• **YOUR TASK**
Word for word, restate the records that follow.

[Saved entries]

==================================================

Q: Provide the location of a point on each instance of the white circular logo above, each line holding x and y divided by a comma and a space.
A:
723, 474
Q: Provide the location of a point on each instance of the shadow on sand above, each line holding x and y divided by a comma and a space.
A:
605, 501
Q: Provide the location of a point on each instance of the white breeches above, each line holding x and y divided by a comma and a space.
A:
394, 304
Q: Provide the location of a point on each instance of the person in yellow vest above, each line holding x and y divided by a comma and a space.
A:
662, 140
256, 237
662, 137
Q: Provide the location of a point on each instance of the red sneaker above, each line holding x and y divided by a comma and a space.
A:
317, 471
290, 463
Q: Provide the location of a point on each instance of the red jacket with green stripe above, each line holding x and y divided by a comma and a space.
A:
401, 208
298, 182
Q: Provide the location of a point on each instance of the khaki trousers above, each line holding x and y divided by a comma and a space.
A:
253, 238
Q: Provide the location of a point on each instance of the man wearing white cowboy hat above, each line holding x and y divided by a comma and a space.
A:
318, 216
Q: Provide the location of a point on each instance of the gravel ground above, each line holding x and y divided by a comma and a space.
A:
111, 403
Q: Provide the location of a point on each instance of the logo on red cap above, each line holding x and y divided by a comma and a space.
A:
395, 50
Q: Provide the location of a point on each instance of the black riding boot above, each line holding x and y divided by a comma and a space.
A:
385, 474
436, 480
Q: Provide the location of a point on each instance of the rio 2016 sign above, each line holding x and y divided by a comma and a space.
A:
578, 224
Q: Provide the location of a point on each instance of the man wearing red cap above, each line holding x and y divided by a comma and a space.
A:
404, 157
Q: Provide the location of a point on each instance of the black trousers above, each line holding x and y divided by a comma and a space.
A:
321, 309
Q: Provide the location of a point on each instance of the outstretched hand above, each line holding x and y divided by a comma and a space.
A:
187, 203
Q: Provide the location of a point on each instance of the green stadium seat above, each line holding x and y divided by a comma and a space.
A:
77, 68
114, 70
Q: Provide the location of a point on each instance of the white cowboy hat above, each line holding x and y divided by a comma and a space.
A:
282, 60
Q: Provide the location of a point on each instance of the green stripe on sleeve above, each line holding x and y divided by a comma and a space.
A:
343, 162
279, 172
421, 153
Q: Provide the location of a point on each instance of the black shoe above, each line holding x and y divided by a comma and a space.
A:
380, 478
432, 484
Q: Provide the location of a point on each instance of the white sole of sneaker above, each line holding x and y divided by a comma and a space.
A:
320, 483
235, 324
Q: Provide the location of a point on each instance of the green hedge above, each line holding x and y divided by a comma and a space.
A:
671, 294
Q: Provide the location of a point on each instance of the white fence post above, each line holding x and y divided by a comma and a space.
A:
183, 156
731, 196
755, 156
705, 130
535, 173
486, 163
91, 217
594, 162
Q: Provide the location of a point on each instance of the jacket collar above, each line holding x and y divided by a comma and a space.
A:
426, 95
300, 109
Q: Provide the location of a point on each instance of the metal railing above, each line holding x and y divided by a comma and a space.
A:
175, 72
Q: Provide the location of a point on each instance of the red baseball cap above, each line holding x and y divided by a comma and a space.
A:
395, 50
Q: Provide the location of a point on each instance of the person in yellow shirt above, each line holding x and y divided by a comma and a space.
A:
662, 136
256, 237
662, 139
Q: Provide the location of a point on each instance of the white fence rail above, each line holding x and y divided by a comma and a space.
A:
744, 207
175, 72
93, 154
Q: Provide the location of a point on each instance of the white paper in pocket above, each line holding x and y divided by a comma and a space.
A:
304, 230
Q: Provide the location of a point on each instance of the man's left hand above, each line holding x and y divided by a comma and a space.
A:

==================================================

• **TASK RESPONSE**
Q: Provide the location of a point on each instance of the white circular logo above, each line holding x and y divided by a comma and a space.
A:
723, 474
Q: Provide the location of a point on each instance of the shadow on sand above, each line holding x and y divided by a comma and a space.
A:
605, 501
Q: Provide the location of a point on each instance of the white breeches above, each line holding x and y divided by a comma and a space.
A:
394, 304
Q: Provide the location of a point on each instance of the person in yellow vest above, each line holding x and y divided by a comma and a space.
A:
662, 140
256, 237
662, 137
Q: Provide the location of a point on each instance of the red sneaker above, each line holding x and y divided by a comma and a space.
A:
317, 471
290, 463
Q: Provide the location of a point on each instance of the red jacket with green stripe above, each line holding x and y divided by a comma and a space.
A:
401, 208
298, 182
Q: Provide the location of a point on each instance of the khaki trousers above, each line holding x and y divided by a comma and a space.
A:
253, 238
Q: Provide the location of a point on each instance of the man wearing white cowboy hat above, each line holding x and y divided by a comma and a space.
A:
318, 216
Q: Provide the location of a point on each instance of the gravel ground above, each line holding x and y divided by a comma and a space.
A:
111, 403
Q: Provide the location of a point on each instance of the logo on red cap above, each line holding x and y divided by a comma and a space.
A:
395, 50
Q: Provide the location of a point on each instance of the black riding boot above, each line holding x and y divided by a comma and a space.
A:
385, 474
436, 480
Q: Provide the location of a point on each instance of the rio 2016 sign above, each line holding x and y divided by a comma and a space.
A:
578, 224
Q: Provide the location of a point on each instance of the man wearing red cap above, each line holding x and y divided by a comma and a space.
A:
404, 157
Q: Provide the location of a point on each instance of the black trousers above, each line holding x and y divided by a comma and a space.
A:
321, 309
Q: Provide the location of a point on each instance of the outstretched hand above, each line holding x and y divided by a comma and a space.
A:
187, 203
Q: Provide the location of a point on each instance of the green stadium seat above, each line holding x and y divided by a comma and a space.
A:
77, 68
114, 70
Q: Provide the location of a point on each instance of the white cowboy hat above, each line holding x and y divided by a comma and a space.
A:
282, 60
Q: Provide the location of a point on each instance of the green stripe on sleeve above, each line holding x and y divided by a comma and a space.
A:
343, 162
279, 172
421, 153
Q: Provide the location of a point on each instance of the black shoe above, each line holding x and y divided by a comma and a space.
A:
380, 478
432, 484
Q: Provide the location of a point on each instance of the white sole of sneaker above, each line holding x and y divided by a comma and a space.
A:
320, 483
235, 324
Q: Provide the location of a point on each instance of the green hedge above, each line holding x and y divided by a comma and a space.
A:
671, 294
Q: Provide the location of a point on each instance of the white fence post above, each line holding x and y divided by a comma and a space.
A:
183, 156
731, 196
755, 156
705, 130
535, 173
486, 163
91, 217
594, 162
Q: Provide the location of a point on each instance of the jacket collar above, each line holding x and y divided by a comma and a space.
A:
426, 95
300, 109
Q: Provide the location of a point on each instance of the metal railing above, each line holding x and y divided by a comma and a space.
A:
175, 72
Q: Provide the location of a point on each instance of the red baseball cap above, each line holding x and y divided by a comma and a space.
A:
395, 50
Q: Provide the location of a point on each instance of the person in yellow shirt above, each line holding x and y divided by a comma and a space.
A:
662, 136
256, 237
662, 139
Q: Provide the location of a point on each instance of the white fence rail above, each line holding x and y divided by a comma and a space.
A:
744, 207
175, 72
93, 154
Q: Provide the location of a point on each instance of the white paper in pocket above, each line holding x and y divided by a comma and a space.
A:
304, 230
Q: Provide the location of a point on each instance of the man's left hand above, each line holding x and y divided by a comma and a space.
A:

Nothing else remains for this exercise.